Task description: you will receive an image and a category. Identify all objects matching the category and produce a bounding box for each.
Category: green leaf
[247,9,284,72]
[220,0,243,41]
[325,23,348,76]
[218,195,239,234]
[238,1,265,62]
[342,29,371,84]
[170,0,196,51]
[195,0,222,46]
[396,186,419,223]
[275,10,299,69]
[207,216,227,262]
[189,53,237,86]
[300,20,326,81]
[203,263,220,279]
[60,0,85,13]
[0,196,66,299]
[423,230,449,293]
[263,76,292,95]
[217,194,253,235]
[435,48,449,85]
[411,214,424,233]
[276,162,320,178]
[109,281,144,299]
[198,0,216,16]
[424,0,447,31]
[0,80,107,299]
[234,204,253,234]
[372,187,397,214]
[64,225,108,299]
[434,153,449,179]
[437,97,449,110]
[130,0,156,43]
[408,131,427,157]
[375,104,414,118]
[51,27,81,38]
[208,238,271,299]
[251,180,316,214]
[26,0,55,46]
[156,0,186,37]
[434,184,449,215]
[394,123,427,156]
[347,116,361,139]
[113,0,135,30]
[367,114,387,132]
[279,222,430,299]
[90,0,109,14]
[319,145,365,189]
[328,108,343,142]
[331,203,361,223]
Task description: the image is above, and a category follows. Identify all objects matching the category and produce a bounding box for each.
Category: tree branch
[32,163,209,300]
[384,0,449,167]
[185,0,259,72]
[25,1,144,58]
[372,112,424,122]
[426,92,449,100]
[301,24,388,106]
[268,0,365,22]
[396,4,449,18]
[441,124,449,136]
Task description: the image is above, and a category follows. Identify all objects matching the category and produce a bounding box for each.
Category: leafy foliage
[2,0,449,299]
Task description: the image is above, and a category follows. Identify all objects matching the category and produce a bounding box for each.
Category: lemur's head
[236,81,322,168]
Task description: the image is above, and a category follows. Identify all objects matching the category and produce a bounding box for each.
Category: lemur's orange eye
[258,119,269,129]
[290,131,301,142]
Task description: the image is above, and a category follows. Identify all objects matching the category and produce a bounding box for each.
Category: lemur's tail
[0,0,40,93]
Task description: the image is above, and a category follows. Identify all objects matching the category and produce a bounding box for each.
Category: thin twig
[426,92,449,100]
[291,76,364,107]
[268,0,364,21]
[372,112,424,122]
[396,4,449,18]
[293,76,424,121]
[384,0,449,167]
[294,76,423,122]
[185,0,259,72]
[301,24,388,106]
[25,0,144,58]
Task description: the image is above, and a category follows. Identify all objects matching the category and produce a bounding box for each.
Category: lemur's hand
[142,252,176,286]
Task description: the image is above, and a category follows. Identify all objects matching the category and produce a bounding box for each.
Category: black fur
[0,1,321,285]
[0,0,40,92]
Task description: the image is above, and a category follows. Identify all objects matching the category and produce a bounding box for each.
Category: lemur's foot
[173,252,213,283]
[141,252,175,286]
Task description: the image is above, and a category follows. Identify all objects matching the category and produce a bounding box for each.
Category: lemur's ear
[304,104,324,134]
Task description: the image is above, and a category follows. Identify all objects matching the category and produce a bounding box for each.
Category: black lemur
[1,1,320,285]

++++++++++++++++++++

* Directions for this task *
Copy down the material exactly as written.

* Problem solution *
Task description: you will receive an image and a category. Identify all objects matching the category and produce a bounding box for each.
Category: green leaf
[247,9,284,72]
[220,0,243,41]
[325,23,348,76]
[218,195,239,234]
[238,1,265,62]
[342,29,371,84]
[170,0,196,51]
[195,0,222,46]
[396,186,419,223]
[275,10,299,69]
[207,216,227,262]
[189,53,237,86]
[300,20,326,81]
[203,263,220,279]
[60,0,85,13]
[0,196,66,299]
[423,230,449,293]
[263,76,292,95]
[217,194,253,235]
[435,48,449,85]
[411,214,424,233]
[276,162,320,178]
[109,281,144,299]
[198,0,216,16]
[424,0,447,31]
[0,80,107,299]
[234,204,253,234]
[372,187,397,214]
[64,225,108,299]
[434,153,449,179]
[437,97,449,110]
[130,0,156,43]
[408,131,427,157]
[375,104,414,118]
[51,27,81,38]
[208,238,271,299]
[251,180,316,214]
[26,0,55,46]
[156,0,186,37]
[434,184,449,215]
[394,123,427,156]
[347,116,361,139]
[113,0,135,30]
[367,114,387,132]
[279,222,430,299]
[90,0,109,14]
[319,145,365,189]
[328,108,343,142]
[331,203,361,223]
Task description: the image is above, and a category follows. Identify all objects matching the category and produce a bounding box for each.
Category: tree branch
[32,163,209,300]
[384,0,449,167]
[185,0,259,72]
[25,1,144,58]
[372,112,424,122]
[426,92,449,100]
[301,24,388,106]
[268,0,365,22]
[396,4,449,18]
[441,124,449,136]
Task description: the image is above, and a category follows. Identify all objects matching the category and produce a bounding box for each.
Category: leafy foliage
[2,0,449,299]
Task description: the image is above, and a category follows. Identify all objects matching the category and produce a bounding box for each.
Category: lemur's head
[236,81,322,168]
Task description: the image is above, and a category follows. Identify all objects matching the category and produce a bounding box for each.
Category: lemur's orange eye
[258,119,269,129]
[290,131,301,142]
Task description: the image is above, and a category follows. Identify all objects matching the category and produce a bounding box for each.
Category: lemur's tail
[0,0,40,93]
Task description: the image is above, and a category follows. Identify all objects matching the category and produce a bounding box for each.
Category: thin twig
[426,92,449,100]
[291,76,364,107]
[268,0,364,21]
[372,112,424,122]
[396,4,449,18]
[293,76,424,121]
[384,0,449,167]
[294,76,423,122]
[185,0,259,72]
[301,24,388,106]
[25,0,144,58]
Task description: the image is above, and a category follows. Identify all objects matching the category and produce a bounding box for each.
Category: lemur's hand
[142,252,176,286]
Task description: the image is above, and a category follows. Identify all objects matching the category and produce a bounding box for each.
Category: black fur
[0,1,321,285]
[0,0,40,92]
Task description: the image is above, and a category follows. Identify all objects matching the category and produce a bounding box for each.
Category: lemur's foot
[173,252,213,283]
[141,252,175,286]
Task description: the image is above, and a category follows. Identify all objects matching the category and produce a bounding box for each.
Category: lemur's ear
[304,104,324,134]
Task description: the image is above, and a category follows. Identify all objects matching the category and produce a bounding box for each.
Category: black lemur
[1,1,320,285]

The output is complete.